Duplicate the data below line for line without changing anything, and omit the pictures from your copy.

:: INPUT ROWS ::
-=-=-=-=-
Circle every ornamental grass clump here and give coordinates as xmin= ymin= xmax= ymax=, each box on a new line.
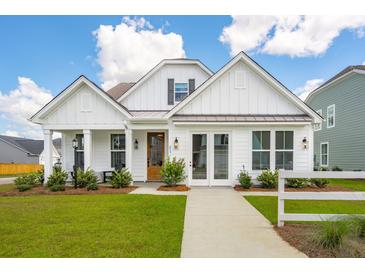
xmin=161 ymin=157 xmax=186 ymax=186
xmin=109 ymin=168 xmax=133 ymax=188
xmin=257 ymin=169 xmax=279 ymax=188
xmin=237 ymin=170 xmax=252 ymax=189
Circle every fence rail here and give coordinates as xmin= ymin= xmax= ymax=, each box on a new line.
xmin=278 ymin=170 xmax=365 ymax=227
xmin=0 ymin=163 xmax=43 ymax=175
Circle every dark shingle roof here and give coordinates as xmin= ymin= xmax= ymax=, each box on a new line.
xmin=106 ymin=83 xmax=135 ymax=100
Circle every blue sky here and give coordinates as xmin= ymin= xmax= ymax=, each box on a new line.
xmin=0 ymin=16 xmax=365 ymax=137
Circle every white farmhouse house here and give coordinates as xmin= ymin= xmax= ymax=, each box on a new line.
xmin=31 ymin=52 xmax=322 ymax=186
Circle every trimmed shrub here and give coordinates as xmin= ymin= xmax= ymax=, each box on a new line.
xmin=310 ymin=178 xmax=330 ymax=188
xmin=49 ymin=185 xmax=66 ymax=192
xmin=257 ymin=169 xmax=279 ymax=188
xmin=161 ymin=157 xmax=186 ymax=186
xmin=110 ymin=168 xmax=133 ymax=188
xmin=237 ymin=170 xmax=252 ymax=189
xmin=16 ymin=184 xmax=33 ymax=192
xmin=315 ymin=221 xmax=348 ymax=249
xmin=86 ymin=182 xmax=99 ymax=190
xmin=47 ymin=167 xmax=68 ymax=187
xmin=74 ymin=168 xmax=99 ymax=188
xmin=286 ymin=178 xmax=308 ymax=188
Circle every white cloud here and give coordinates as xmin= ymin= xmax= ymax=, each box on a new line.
xmin=0 ymin=77 xmax=53 ymax=139
xmin=93 ymin=17 xmax=185 ymax=89
xmin=220 ymin=15 xmax=365 ymax=57
xmin=294 ymin=79 xmax=324 ymax=101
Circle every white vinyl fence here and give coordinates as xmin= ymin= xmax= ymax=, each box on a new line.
xmin=278 ymin=170 xmax=365 ymax=227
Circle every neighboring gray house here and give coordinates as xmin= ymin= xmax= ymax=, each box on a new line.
xmin=306 ymin=65 xmax=365 ymax=170
xmin=0 ymin=135 xmax=61 ymax=164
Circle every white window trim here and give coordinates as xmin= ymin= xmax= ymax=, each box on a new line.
-=-=-=-=-
:: EXERCISE RESPONSE ::
Circle every ornamental grass clump here and give coordinates as xmin= ymin= xmax= ymax=, each box on a new line.
xmin=161 ymin=157 xmax=186 ymax=186
xmin=109 ymin=168 xmax=133 ymax=188
xmin=257 ymin=169 xmax=279 ymax=188
xmin=237 ymin=170 xmax=252 ymax=189
Circle every fence rail here and give coordinates as xmin= ymin= xmax= ymax=, each box on a new line.
xmin=278 ymin=170 xmax=365 ymax=227
xmin=0 ymin=163 xmax=43 ymax=175
Circle every dark shingle roof here and give coordinates as xmin= ymin= xmax= ymax=, each box on a new line.
xmin=106 ymin=83 xmax=135 ymax=100
Circle every blue sky here and give coordinates as xmin= ymin= xmax= ymax=, each box on a new line.
xmin=0 ymin=16 xmax=365 ymax=137
Circle every white farmhouse house here and give coordinates as xmin= ymin= xmax= ymax=, each box on a new line.
xmin=31 ymin=52 xmax=322 ymax=186
Circle every trimmed shrub here and give coordinates as xmin= ymin= xmax= ymax=, each box on a new line.
xmin=310 ymin=178 xmax=330 ymax=188
xmin=49 ymin=185 xmax=66 ymax=192
xmin=257 ymin=169 xmax=279 ymax=188
xmin=161 ymin=157 xmax=186 ymax=186
xmin=110 ymin=168 xmax=133 ymax=188
xmin=237 ymin=170 xmax=252 ymax=189
xmin=16 ymin=184 xmax=33 ymax=192
xmin=315 ymin=221 xmax=348 ymax=249
xmin=86 ymin=182 xmax=99 ymax=190
xmin=47 ymin=167 xmax=68 ymax=187
xmin=74 ymin=168 xmax=99 ymax=188
xmin=286 ymin=178 xmax=308 ymax=188
Circle every white cloud here and give coordinates as xmin= ymin= xmax= ymax=, each box on a new line.
xmin=0 ymin=77 xmax=53 ymax=139
xmin=93 ymin=17 xmax=185 ymax=89
xmin=220 ymin=15 xmax=365 ymax=57
xmin=294 ymin=79 xmax=324 ymax=101
Circle every white vinyl fence here and give coordinates as xmin= ymin= xmax= ymax=, each box on a new line.
xmin=278 ymin=170 xmax=365 ymax=227
Circle every neighboring gray house here and give coordinates as xmin= ymin= xmax= ymax=, each box on a new line.
xmin=306 ymin=65 xmax=365 ymax=170
xmin=0 ymin=135 xmax=61 ymax=164
Circle every white window trim here and give coordinates as xmin= ymin= xmax= ymax=, each box on a new line.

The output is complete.